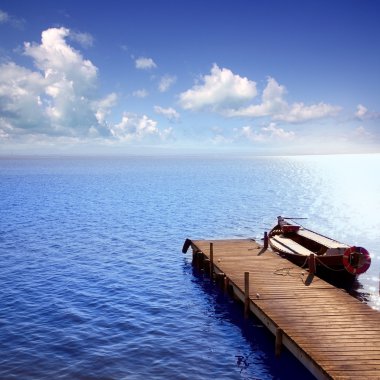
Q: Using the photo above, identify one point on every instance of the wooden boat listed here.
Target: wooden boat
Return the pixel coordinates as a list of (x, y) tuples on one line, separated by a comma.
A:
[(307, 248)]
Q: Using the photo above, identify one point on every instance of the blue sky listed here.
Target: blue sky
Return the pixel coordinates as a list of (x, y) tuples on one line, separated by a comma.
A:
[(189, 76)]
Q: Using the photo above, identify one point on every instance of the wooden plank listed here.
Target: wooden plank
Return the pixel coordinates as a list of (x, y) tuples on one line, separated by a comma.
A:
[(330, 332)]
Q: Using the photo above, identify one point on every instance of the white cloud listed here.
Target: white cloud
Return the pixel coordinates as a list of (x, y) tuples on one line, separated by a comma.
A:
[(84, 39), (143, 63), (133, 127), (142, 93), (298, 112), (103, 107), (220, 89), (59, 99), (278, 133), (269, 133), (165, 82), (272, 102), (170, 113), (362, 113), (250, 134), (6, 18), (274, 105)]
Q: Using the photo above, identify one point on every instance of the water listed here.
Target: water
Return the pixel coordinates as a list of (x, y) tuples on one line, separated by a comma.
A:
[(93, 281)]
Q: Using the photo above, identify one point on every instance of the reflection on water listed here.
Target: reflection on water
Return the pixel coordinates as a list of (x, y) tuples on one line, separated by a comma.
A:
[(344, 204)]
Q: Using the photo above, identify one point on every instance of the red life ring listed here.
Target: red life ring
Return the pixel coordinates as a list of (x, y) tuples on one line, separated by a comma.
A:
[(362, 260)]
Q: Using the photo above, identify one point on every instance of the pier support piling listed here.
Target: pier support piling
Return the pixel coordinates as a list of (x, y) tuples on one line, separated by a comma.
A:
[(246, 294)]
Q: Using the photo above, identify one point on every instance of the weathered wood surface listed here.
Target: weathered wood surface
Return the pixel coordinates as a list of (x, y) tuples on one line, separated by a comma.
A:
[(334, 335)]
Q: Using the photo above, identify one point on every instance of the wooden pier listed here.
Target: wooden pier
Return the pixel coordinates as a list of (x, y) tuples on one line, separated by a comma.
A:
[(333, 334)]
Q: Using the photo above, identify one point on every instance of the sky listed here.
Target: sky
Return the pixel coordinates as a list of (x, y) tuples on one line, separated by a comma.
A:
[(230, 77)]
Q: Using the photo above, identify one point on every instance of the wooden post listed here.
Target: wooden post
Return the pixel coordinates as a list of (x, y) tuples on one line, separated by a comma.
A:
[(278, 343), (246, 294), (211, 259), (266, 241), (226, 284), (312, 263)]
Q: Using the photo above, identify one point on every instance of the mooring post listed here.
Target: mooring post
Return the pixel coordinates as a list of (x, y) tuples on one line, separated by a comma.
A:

---

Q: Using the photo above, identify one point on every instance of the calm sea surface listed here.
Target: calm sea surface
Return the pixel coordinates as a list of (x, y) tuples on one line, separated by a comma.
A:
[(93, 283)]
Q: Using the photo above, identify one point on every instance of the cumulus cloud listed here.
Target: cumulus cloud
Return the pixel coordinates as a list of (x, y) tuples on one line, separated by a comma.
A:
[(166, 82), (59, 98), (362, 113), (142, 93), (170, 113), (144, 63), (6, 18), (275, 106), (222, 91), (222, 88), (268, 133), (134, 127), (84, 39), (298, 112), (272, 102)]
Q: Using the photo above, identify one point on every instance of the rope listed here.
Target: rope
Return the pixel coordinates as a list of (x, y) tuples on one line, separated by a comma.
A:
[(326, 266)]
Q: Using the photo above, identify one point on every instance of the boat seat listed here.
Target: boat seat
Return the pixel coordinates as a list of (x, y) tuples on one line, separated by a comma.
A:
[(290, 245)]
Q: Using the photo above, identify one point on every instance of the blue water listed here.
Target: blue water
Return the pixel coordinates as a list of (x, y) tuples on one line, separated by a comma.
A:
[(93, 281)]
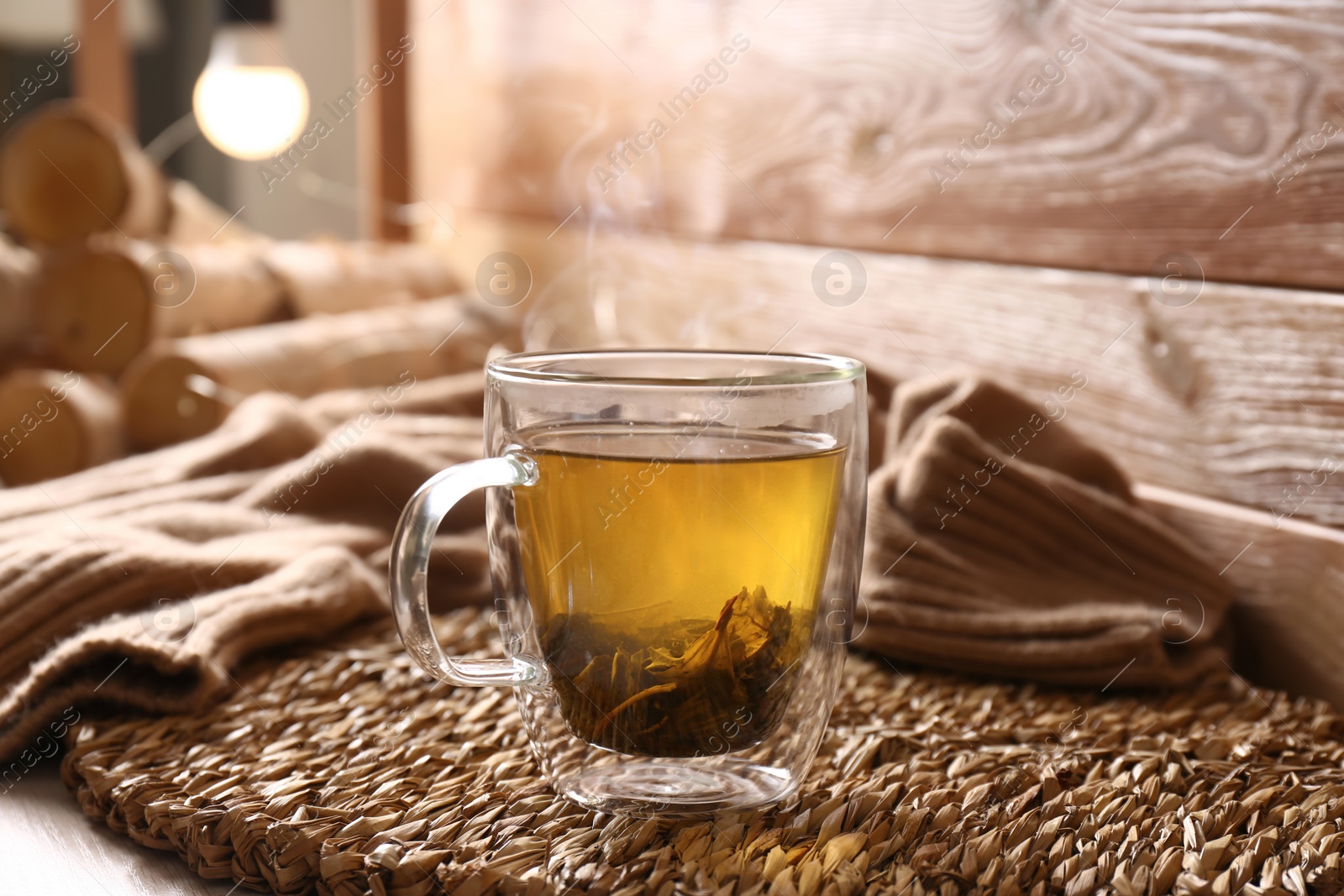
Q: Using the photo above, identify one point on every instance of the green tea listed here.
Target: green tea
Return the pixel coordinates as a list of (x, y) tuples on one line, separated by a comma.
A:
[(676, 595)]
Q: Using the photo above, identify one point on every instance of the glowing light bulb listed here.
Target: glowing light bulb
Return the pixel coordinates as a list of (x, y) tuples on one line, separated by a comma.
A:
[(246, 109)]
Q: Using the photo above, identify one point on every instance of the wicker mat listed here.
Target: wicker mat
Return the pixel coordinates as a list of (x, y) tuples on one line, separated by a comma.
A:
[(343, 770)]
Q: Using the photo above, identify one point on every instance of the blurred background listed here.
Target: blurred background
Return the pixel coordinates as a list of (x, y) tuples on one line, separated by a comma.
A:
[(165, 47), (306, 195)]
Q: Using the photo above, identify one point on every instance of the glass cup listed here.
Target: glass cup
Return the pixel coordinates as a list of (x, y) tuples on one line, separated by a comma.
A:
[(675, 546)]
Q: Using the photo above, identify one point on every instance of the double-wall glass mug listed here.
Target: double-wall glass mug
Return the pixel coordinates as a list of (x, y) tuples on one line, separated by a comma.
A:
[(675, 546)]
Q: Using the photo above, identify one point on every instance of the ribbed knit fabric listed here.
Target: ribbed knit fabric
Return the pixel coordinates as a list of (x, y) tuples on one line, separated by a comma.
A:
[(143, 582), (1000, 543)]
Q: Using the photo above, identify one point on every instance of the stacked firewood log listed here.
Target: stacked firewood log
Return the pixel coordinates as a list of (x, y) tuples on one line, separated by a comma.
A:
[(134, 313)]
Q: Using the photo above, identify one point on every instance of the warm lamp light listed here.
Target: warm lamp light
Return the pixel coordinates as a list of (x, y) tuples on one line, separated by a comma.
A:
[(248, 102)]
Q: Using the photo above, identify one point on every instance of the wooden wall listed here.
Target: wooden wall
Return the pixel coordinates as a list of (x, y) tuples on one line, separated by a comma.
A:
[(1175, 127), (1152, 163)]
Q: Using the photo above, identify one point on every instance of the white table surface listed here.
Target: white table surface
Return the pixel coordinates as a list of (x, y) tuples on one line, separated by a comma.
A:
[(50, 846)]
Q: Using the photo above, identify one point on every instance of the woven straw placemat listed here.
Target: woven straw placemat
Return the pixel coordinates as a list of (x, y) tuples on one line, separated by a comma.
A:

---

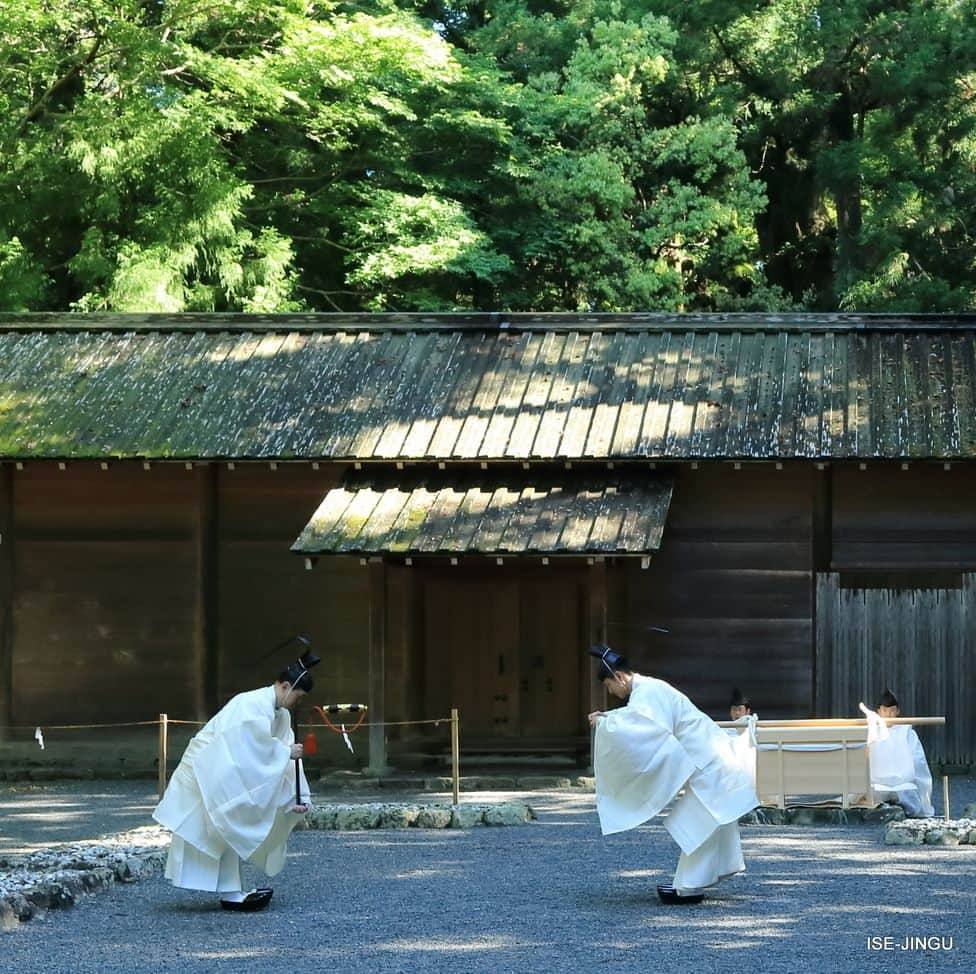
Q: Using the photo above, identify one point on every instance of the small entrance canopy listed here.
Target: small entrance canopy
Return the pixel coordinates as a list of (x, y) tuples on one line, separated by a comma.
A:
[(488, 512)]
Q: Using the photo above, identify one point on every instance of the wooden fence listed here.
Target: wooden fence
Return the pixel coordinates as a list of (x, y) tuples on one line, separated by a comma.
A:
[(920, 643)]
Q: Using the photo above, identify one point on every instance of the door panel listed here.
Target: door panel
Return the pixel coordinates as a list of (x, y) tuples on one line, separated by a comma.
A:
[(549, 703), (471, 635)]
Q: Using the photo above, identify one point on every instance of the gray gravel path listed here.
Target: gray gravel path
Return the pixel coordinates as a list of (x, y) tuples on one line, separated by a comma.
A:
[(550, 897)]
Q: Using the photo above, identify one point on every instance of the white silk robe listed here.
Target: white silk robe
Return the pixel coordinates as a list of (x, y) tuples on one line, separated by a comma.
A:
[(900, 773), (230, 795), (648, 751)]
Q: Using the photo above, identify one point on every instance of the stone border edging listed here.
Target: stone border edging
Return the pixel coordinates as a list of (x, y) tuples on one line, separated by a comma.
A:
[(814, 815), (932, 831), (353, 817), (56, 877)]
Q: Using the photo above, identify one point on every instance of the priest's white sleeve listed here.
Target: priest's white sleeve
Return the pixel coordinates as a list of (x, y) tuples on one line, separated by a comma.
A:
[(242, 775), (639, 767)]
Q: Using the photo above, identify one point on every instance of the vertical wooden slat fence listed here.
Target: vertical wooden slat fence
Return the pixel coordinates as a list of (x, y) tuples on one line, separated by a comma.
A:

TASK DESCRIPTION >>
Reproduce the lines from the line with "wooden fence listed here." to the line with "[(900, 773), (230, 795), (648, 751)]", swapping "door panel" for "window panel" and leaving everything else as it is.

RESULT FOR THIS TASK >>
Q: Using the photo above, identify one point on every instance of the wooden fence listed here.
Target: wooden fence
Return the pixel coordinates as a list of (x, y) tuples on one line, separated by a comma.
A:
[(920, 643)]
Q: Using the photo above, identify one point on every instance of the window panel listed here.
Target: window panel
Return the pixel coordinates as a list of (x, y) tuples on one line, separated by a comma.
A:
[(549, 703), (471, 635)]
Q: Using the photo above, identify one point on every instance of the gray gravel path listed here.
Target: gray gravel path
Return the pixel coordinates as a list of (x, y) tuples on one line, separated by a comma.
A:
[(550, 897)]
Q: Using the photo above, identify one point on every instance of the white silk robe listed here.
Target: white silk robe
Return the pixel coordinates as a list of (x, y) tuples on one line, separated by a comma.
A:
[(900, 773), (230, 795), (648, 751)]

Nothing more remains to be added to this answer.